● **Assignment**
Each line of the listing must be set down exactly as it stands.

Source data Start Marker

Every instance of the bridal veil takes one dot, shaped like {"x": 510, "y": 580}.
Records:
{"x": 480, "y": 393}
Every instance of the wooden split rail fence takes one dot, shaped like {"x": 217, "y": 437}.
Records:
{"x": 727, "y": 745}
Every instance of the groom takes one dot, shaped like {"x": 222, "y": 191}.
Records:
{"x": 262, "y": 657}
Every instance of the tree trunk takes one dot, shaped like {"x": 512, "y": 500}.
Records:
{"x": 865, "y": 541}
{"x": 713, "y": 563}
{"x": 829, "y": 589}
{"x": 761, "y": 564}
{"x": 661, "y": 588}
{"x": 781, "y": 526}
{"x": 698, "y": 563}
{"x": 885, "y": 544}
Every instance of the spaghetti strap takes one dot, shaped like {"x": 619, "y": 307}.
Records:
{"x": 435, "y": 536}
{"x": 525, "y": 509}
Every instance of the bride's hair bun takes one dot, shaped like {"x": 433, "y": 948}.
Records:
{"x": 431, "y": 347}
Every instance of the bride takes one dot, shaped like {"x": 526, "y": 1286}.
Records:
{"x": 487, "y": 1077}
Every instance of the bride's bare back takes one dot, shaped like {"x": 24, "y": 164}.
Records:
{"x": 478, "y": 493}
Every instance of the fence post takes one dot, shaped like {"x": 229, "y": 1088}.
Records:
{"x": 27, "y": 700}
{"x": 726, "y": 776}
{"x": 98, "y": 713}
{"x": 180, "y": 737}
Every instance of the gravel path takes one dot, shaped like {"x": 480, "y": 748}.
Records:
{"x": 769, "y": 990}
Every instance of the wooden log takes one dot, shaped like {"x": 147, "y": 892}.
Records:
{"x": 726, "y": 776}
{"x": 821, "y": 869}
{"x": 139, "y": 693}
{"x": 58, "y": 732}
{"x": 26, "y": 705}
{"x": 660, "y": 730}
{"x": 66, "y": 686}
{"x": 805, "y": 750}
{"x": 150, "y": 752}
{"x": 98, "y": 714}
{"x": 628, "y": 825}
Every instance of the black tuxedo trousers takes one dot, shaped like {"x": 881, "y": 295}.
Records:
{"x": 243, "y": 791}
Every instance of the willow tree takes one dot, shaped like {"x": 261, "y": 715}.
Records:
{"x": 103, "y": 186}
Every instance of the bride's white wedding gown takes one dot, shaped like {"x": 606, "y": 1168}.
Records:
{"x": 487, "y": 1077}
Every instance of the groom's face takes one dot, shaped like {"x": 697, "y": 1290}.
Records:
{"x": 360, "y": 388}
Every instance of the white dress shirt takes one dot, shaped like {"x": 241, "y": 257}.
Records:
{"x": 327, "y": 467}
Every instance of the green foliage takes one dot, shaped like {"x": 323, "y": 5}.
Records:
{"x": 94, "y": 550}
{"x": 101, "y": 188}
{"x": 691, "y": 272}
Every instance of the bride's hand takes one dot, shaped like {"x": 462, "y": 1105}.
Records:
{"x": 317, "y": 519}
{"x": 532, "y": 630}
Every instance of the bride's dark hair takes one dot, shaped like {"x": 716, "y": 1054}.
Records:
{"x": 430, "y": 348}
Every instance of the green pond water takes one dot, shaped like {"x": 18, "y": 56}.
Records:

Source data End Marker

● **Written solution**
Every instance of the bridal veil takes one dot, shaped like {"x": 510, "y": 580}.
Records:
{"x": 480, "y": 393}
Every instance of the wooden split rail fence takes one dot, shaped like {"x": 217, "y": 437}.
Records:
{"x": 727, "y": 745}
Every instance of the groom takes one dot, shaped like {"x": 222, "y": 191}.
Records:
{"x": 262, "y": 657}
Every instance of the tree trunk takes one dot, shaped like {"x": 512, "y": 500}.
Records:
{"x": 865, "y": 541}
{"x": 713, "y": 563}
{"x": 829, "y": 589}
{"x": 761, "y": 564}
{"x": 661, "y": 588}
{"x": 781, "y": 526}
{"x": 698, "y": 563}
{"x": 885, "y": 544}
Every instance of the spaghetti strap takes one dot, shaped like {"x": 619, "y": 307}.
Records:
{"x": 435, "y": 536}
{"x": 525, "y": 509}
Every instance of the bride's hair bun takes one dot, shaped like {"x": 433, "y": 948}.
Records:
{"x": 431, "y": 347}
Every instance of the bride takes one dot, shaped like {"x": 526, "y": 1286}.
Records:
{"x": 487, "y": 1077}
Every instance of the bride's bare back takes one dot, shaped like {"x": 24, "y": 164}.
Records:
{"x": 478, "y": 493}
Every instance of the fence post takes one dot, shaped like {"x": 229, "y": 1088}.
Records:
{"x": 27, "y": 700}
{"x": 726, "y": 776}
{"x": 98, "y": 713}
{"x": 180, "y": 737}
Every instance of the gravel path takes one dot, shaped like {"x": 480, "y": 748}.
Records:
{"x": 769, "y": 990}
Every instance of the wooden log takes one dot, shaped like {"x": 147, "y": 892}.
Records:
{"x": 726, "y": 776}
{"x": 821, "y": 869}
{"x": 139, "y": 693}
{"x": 58, "y": 732}
{"x": 26, "y": 705}
{"x": 660, "y": 730}
{"x": 66, "y": 686}
{"x": 805, "y": 750}
{"x": 150, "y": 752}
{"x": 98, "y": 714}
{"x": 628, "y": 825}
Every instance of the black tuxedo trousers takes one dot, shaped like {"x": 881, "y": 295}.
Records:
{"x": 243, "y": 791}
Every instance of the willow tree takes one dot, shaped like {"x": 261, "y": 715}.
Records:
{"x": 103, "y": 186}
Every instance of the bride's white wedding gown takes one dot, shaped like {"x": 606, "y": 1168}.
Records:
{"x": 487, "y": 1077}
Every instance of the groom's face takes one dot, shaped like {"x": 697, "y": 1290}.
Records:
{"x": 360, "y": 388}
Every instance of the white dress shirt takes one dot, shaped like {"x": 241, "y": 257}.
Records:
{"x": 327, "y": 467}
Every instance of the green foliage takes one dot, shaped like {"x": 323, "y": 5}.
Records:
{"x": 94, "y": 550}
{"x": 101, "y": 188}
{"x": 691, "y": 272}
Every instance of the bride's hand takes one dot, shaped like {"x": 462, "y": 1105}.
Records:
{"x": 317, "y": 519}
{"x": 532, "y": 630}
Every instance of the bride's dark hair takes one dot, shaped like {"x": 716, "y": 1054}.
Records:
{"x": 430, "y": 348}
Every instance of the green pond water takes one dot, shaped like {"x": 18, "y": 56}.
Records:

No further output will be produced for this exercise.